Start with the line containing "Could you please indicate the baseball stadium" and write out each line through the end of the listing, exactly as given.

※

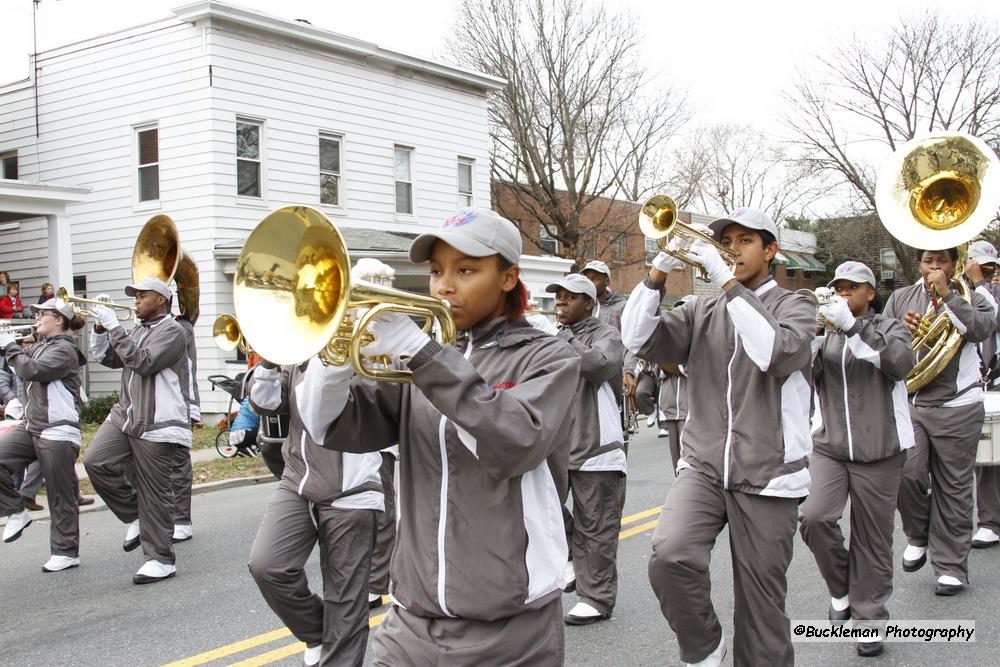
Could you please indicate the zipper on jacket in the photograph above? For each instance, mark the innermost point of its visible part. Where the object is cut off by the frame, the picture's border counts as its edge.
(729, 409)
(847, 411)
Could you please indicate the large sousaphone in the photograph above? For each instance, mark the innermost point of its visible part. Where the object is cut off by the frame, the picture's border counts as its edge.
(294, 298)
(938, 191)
(158, 254)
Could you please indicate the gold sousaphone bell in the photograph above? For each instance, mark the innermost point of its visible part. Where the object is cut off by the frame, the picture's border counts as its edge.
(658, 220)
(934, 192)
(294, 298)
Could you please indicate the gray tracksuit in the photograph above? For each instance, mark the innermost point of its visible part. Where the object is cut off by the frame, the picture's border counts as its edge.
(746, 445)
(858, 453)
(154, 403)
(483, 436)
(596, 463)
(326, 497)
(131, 459)
(50, 434)
(935, 495)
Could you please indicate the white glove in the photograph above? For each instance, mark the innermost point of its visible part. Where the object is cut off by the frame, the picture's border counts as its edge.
(838, 313)
(708, 256)
(372, 271)
(396, 336)
(542, 323)
(13, 409)
(105, 317)
(666, 263)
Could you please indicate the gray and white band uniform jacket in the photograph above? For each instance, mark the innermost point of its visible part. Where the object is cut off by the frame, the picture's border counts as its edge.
(860, 379)
(596, 436)
(50, 370)
(322, 476)
(154, 394)
(483, 434)
(960, 383)
(748, 354)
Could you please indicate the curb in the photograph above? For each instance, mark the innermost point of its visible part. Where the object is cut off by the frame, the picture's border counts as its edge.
(196, 489)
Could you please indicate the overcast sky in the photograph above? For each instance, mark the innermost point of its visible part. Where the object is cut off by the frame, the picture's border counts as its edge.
(734, 57)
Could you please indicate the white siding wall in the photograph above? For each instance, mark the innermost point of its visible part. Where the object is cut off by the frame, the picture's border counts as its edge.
(94, 93)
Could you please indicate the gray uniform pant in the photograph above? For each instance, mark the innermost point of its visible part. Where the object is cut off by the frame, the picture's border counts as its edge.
(385, 540)
(57, 458)
(865, 570)
(291, 527)
(935, 494)
(532, 638)
(181, 479)
(33, 480)
(988, 497)
(592, 532)
(761, 533)
(132, 476)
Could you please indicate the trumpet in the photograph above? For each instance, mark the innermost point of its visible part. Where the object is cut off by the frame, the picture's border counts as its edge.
(294, 296)
(100, 300)
(20, 331)
(658, 221)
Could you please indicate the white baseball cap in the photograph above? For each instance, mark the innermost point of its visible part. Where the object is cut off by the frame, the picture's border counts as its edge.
(752, 218)
(574, 282)
(983, 252)
(476, 232)
(599, 266)
(856, 272)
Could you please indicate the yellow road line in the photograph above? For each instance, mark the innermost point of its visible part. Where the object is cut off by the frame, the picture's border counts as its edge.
(632, 518)
(641, 528)
(291, 649)
(230, 649)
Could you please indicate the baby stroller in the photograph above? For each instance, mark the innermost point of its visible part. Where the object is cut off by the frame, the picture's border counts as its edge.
(237, 434)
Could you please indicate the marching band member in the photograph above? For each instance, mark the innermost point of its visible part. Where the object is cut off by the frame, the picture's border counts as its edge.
(597, 465)
(981, 267)
(131, 459)
(325, 497)
(50, 432)
(935, 495)
(860, 378)
(182, 475)
(483, 436)
(746, 441)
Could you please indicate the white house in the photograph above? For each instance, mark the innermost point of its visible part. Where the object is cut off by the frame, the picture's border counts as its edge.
(216, 116)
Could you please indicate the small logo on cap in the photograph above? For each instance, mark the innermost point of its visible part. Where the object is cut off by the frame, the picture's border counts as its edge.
(459, 219)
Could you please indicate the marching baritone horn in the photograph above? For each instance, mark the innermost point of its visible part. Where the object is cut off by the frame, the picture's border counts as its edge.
(294, 297)
(938, 191)
(658, 221)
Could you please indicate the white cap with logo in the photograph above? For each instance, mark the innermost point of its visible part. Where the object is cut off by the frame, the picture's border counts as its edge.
(574, 282)
(476, 232)
(856, 272)
(751, 218)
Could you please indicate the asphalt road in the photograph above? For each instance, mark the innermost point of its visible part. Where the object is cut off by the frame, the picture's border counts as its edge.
(212, 613)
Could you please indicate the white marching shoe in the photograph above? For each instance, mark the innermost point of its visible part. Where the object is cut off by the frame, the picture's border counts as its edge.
(132, 533)
(153, 571)
(312, 655)
(714, 658)
(182, 532)
(57, 563)
(16, 523)
(985, 538)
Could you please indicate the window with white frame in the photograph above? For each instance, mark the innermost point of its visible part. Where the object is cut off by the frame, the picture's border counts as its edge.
(148, 158)
(8, 165)
(465, 174)
(329, 169)
(403, 167)
(549, 243)
(248, 158)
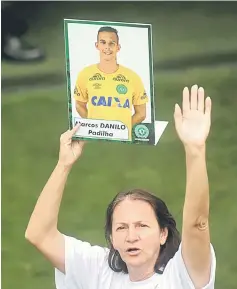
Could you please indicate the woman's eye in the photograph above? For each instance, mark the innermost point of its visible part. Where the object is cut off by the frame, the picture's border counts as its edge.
(120, 228)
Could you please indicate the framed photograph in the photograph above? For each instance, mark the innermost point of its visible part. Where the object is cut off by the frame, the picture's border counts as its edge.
(110, 85)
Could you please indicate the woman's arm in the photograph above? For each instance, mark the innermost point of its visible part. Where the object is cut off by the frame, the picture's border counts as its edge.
(193, 125)
(42, 229)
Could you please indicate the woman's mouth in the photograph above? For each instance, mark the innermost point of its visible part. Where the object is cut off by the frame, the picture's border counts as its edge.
(133, 251)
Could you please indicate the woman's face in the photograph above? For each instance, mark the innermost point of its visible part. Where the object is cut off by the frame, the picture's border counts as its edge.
(136, 233)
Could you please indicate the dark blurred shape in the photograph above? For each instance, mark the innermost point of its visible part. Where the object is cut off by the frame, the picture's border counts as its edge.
(14, 26)
(212, 59)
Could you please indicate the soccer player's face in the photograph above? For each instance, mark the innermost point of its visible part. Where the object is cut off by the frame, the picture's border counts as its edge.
(108, 46)
(136, 234)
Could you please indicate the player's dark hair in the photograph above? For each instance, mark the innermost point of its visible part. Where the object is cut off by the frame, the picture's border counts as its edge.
(108, 29)
(164, 219)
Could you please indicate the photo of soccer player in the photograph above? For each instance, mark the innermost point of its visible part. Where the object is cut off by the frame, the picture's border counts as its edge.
(110, 86)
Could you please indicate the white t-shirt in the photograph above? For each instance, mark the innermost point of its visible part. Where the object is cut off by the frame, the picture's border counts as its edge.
(87, 267)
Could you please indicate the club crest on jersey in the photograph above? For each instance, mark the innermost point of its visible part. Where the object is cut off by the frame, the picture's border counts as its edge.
(96, 77)
(120, 78)
(110, 101)
(121, 89)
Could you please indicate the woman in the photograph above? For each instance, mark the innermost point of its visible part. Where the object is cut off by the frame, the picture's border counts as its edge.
(144, 246)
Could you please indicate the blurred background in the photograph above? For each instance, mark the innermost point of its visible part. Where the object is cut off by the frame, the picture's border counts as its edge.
(193, 43)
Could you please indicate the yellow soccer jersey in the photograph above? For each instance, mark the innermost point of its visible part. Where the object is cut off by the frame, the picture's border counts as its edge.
(110, 96)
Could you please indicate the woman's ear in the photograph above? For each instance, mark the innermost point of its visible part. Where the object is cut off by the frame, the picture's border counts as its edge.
(163, 236)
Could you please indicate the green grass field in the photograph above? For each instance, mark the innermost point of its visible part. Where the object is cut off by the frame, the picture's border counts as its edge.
(34, 118)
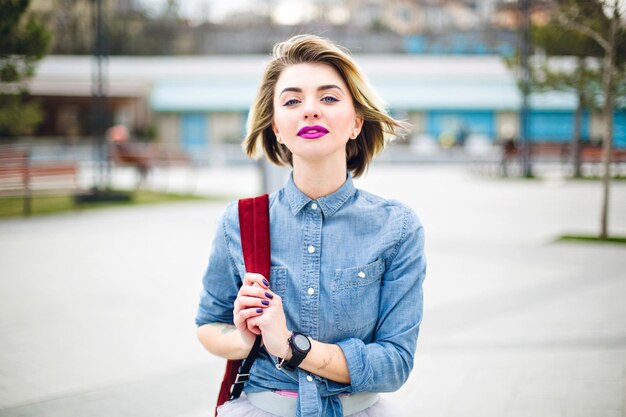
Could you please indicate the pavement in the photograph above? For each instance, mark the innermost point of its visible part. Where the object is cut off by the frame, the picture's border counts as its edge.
(97, 307)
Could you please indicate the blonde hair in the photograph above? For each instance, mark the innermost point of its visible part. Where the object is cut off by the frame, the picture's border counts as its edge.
(378, 126)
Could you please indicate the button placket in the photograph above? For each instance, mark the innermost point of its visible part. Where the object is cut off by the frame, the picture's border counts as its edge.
(309, 312)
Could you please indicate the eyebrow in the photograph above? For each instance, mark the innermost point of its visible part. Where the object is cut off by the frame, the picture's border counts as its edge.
(320, 88)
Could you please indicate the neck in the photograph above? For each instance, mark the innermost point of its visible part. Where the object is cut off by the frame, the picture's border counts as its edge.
(320, 178)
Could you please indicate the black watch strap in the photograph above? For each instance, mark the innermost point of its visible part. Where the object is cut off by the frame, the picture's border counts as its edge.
(297, 353)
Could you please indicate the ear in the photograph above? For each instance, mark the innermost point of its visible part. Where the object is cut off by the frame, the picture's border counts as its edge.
(358, 125)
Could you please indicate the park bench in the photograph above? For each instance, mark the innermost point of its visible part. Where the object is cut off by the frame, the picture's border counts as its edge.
(144, 157)
(592, 156)
(21, 176)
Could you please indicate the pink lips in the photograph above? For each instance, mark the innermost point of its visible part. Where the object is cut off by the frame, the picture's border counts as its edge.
(312, 132)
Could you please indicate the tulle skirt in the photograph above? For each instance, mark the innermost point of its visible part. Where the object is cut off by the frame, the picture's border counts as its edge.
(241, 407)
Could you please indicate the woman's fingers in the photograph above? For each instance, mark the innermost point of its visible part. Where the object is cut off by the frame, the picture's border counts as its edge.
(251, 278)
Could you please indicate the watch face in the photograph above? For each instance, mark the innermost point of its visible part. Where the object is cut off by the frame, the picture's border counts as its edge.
(301, 342)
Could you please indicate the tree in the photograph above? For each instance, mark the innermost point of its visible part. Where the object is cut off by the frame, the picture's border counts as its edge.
(23, 42)
(601, 21)
(583, 80)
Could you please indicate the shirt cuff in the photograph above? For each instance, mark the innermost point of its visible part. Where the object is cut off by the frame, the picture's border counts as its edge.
(360, 372)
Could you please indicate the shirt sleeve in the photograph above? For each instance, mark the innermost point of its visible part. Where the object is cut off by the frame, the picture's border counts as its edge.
(385, 364)
(221, 281)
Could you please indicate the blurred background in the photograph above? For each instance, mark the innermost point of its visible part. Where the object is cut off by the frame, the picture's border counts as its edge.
(515, 163)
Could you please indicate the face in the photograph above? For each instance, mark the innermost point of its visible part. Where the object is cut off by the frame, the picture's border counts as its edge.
(313, 113)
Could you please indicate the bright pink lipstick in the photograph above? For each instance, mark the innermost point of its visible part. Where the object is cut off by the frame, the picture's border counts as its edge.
(312, 132)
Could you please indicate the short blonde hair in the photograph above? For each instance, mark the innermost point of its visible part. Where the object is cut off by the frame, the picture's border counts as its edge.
(378, 126)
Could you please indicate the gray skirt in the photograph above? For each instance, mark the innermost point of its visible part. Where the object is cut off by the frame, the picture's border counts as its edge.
(241, 407)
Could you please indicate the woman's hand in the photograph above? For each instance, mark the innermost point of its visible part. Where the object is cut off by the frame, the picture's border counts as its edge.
(273, 326)
(252, 300)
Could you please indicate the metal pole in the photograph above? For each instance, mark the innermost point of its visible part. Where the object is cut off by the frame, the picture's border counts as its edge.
(525, 44)
(99, 96)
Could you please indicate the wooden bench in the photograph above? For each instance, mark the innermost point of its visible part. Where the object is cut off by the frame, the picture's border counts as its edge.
(20, 176)
(144, 157)
(593, 156)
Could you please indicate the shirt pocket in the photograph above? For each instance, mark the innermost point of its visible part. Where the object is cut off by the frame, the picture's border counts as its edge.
(278, 279)
(356, 296)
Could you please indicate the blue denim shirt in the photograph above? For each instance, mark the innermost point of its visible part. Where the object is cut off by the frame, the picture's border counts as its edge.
(349, 268)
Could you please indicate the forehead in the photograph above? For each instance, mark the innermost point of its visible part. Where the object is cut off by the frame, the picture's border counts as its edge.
(309, 75)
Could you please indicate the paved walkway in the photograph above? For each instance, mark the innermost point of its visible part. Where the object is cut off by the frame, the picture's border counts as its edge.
(97, 308)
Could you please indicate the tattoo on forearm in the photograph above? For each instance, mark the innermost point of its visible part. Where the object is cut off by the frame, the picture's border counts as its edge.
(226, 328)
(331, 353)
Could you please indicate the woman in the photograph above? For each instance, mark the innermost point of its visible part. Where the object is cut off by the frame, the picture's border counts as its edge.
(341, 316)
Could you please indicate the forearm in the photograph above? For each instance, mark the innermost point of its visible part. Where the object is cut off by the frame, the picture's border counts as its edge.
(327, 361)
(223, 340)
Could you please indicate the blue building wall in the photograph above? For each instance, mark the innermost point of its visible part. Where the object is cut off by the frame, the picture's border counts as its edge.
(555, 126)
(460, 123)
(194, 131)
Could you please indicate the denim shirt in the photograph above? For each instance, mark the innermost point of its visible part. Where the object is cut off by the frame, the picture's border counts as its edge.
(349, 267)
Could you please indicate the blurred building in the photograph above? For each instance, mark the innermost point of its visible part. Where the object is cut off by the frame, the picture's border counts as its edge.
(201, 103)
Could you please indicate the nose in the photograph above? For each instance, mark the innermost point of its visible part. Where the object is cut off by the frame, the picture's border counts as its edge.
(311, 111)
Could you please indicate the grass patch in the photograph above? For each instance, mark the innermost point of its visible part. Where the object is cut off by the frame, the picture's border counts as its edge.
(43, 205)
(619, 240)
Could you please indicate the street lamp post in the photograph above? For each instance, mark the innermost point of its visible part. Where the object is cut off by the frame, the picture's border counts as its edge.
(524, 46)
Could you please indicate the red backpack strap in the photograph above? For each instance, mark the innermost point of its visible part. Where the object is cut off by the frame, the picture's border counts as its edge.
(254, 225)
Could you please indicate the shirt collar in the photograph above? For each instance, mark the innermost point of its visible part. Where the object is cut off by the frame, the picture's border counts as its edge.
(328, 204)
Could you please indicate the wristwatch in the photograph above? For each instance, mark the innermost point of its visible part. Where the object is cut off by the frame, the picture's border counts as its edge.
(300, 346)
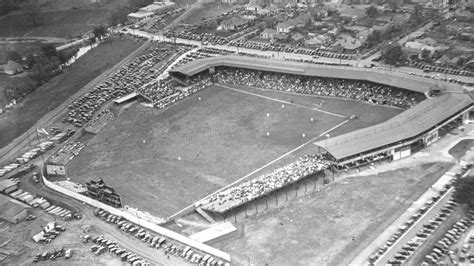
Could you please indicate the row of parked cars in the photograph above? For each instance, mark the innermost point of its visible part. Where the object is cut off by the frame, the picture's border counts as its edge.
(53, 255)
(442, 247)
(427, 67)
(203, 37)
(104, 244)
(408, 224)
(158, 242)
(127, 79)
(423, 234)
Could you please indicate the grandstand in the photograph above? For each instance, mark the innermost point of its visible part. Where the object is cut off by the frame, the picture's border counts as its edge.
(396, 138)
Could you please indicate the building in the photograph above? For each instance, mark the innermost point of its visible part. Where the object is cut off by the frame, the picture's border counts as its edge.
(158, 7)
(235, 2)
(7, 186)
(12, 210)
(139, 15)
(100, 191)
(232, 23)
(284, 27)
(12, 68)
(268, 34)
(297, 37)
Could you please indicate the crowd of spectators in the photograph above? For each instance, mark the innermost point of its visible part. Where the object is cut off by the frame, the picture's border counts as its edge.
(164, 93)
(352, 89)
(127, 79)
(264, 184)
(99, 121)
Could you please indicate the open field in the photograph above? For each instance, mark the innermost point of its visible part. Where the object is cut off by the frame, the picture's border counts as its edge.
(65, 19)
(17, 81)
(461, 148)
(63, 24)
(206, 11)
(325, 227)
(212, 142)
(54, 92)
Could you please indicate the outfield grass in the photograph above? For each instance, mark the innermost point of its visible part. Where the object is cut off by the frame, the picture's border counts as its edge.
(163, 160)
(326, 227)
(54, 92)
(461, 148)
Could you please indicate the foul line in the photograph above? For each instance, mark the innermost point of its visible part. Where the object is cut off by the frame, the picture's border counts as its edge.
(265, 166)
(281, 101)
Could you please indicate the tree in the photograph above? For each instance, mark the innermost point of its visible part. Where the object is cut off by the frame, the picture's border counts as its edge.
(393, 4)
(48, 50)
(425, 54)
(14, 56)
(417, 16)
(44, 69)
(393, 54)
(8, 5)
(371, 12)
(33, 11)
(464, 193)
(373, 39)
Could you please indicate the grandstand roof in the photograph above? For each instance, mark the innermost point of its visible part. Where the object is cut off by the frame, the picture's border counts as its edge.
(391, 78)
(408, 124)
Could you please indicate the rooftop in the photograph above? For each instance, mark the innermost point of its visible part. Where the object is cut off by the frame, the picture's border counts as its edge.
(410, 123)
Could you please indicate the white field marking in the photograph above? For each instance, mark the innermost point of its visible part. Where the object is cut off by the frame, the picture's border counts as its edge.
(266, 165)
(281, 101)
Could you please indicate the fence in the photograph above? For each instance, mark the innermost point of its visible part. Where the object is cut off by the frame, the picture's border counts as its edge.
(144, 223)
(279, 197)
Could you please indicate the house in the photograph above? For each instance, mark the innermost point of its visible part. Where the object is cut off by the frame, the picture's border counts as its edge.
(268, 34)
(284, 27)
(7, 186)
(297, 37)
(12, 210)
(348, 43)
(12, 68)
(281, 36)
(232, 23)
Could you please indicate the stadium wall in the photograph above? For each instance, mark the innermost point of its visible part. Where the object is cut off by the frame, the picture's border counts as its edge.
(382, 76)
(144, 223)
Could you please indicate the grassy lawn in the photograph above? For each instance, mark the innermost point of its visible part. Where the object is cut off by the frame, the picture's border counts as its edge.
(64, 19)
(461, 148)
(53, 93)
(211, 142)
(328, 226)
(17, 81)
(62, 24)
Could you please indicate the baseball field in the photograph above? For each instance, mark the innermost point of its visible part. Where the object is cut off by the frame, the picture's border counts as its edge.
(163, 160)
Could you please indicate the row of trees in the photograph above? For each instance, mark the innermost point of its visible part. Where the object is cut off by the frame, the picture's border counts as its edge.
(45, 64)
(119, 16)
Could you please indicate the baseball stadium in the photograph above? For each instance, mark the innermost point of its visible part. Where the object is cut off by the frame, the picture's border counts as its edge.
(201, 151)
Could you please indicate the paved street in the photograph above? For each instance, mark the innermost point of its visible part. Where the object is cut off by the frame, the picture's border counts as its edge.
(281, 55)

※

=== Response below ===
Could you please indicate the baseball stadium in the photograph above? For each instance, mark the innermost point of its visible part. Where the object is cut off by the frame, the picture's border counts as its edge.
(201, 151)
Could you please indicate the paved street in the photograph above? For each instance, mark the innermost point of its visible part. Where the object is cut off by the frame, the picture's border counts as its edge.
(281, 55)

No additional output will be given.